• _GIVEN REQUEST_
In the Node.js web crawling notes, which library is recommended for parsing the HTML?

• _DOCUMENT EXCERPT_
++++

Node.js - Web Crawling
Updated: 2020-12-31
Crawling
Use request
or http
to get the raw html.
Request
var request = require('request');
var url = 'http://foo.com';
// plain text
request(url, function (err, res, body) {
}
// gzip
request({url: url, gzip: true}, function (err, res, body) {
}
http
var http = require('http');
http.request({
host: 'search.twitter.com',
path: '/search.json?' + qs.stringify({ q: search })
}, function (res) {}
If plain text
http.get(url, function (res) {
var buffer = [];
res
.on("data", function (data) {
buffer.push(data);
})
.on("end", function () {
parsePage(buffer.join(""));
});
});
If gziped
var zlib = require("zlib");
http.get(url, function (res) {
var buffer = [];
var gunzip = zlib.createGunzip();
res.pipe(gunzip);
gunzip
.on("data", function (data) {
buffer.push(data);
})
.on("end", function () {
parsePage(buffer.join(""));
});
});
Parsing
Use cheerio
to parse html, after that everything works like jQuery.

++++

• _RECORDS PROVIDED_
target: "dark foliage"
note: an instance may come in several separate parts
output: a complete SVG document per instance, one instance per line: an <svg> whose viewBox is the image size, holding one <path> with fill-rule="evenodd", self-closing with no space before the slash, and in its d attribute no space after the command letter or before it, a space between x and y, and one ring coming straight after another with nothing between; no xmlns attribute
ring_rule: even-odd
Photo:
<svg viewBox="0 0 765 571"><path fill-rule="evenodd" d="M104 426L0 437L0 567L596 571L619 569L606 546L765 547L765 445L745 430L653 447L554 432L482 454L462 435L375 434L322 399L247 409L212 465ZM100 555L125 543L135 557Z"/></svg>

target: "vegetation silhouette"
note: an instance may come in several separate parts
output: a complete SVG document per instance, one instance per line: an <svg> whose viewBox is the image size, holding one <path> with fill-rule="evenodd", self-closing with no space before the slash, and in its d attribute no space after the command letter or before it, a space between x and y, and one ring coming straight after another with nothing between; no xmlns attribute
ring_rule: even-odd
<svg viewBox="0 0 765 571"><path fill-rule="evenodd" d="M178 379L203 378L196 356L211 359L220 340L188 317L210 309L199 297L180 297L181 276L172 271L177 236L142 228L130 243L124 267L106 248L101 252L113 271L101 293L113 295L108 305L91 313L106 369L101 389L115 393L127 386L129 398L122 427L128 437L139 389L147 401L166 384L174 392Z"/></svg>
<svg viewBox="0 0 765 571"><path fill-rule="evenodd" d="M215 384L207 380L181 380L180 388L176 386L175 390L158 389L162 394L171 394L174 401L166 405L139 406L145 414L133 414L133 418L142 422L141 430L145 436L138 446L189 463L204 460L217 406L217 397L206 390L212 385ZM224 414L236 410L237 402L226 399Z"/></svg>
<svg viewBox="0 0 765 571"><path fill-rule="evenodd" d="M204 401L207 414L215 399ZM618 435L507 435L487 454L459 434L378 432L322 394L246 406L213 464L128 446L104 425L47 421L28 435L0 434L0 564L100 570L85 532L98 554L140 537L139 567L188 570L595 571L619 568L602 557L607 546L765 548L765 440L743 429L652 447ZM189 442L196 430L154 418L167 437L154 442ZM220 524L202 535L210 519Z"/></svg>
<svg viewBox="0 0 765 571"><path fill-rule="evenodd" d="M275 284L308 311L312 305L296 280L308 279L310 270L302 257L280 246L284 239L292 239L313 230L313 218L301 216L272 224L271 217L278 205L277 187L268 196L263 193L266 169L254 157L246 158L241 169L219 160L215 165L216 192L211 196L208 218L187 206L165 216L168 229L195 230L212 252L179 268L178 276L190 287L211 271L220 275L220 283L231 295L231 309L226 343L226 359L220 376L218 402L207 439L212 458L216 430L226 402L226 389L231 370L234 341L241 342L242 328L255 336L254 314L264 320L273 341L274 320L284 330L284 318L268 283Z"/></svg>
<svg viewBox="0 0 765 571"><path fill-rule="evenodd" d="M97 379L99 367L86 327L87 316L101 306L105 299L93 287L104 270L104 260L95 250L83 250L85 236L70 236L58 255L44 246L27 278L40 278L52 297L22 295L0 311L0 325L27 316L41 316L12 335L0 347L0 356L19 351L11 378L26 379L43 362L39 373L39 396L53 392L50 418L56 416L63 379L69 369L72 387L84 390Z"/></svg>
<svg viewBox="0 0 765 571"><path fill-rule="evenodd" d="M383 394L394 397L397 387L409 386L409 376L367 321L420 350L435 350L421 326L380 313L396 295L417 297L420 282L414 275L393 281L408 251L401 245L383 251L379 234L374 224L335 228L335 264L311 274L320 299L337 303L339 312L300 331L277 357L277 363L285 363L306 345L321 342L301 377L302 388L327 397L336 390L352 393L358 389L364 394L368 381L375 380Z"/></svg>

++++

• _CORRECT ANSWER_
Cheerio, after which everything works like jQuery.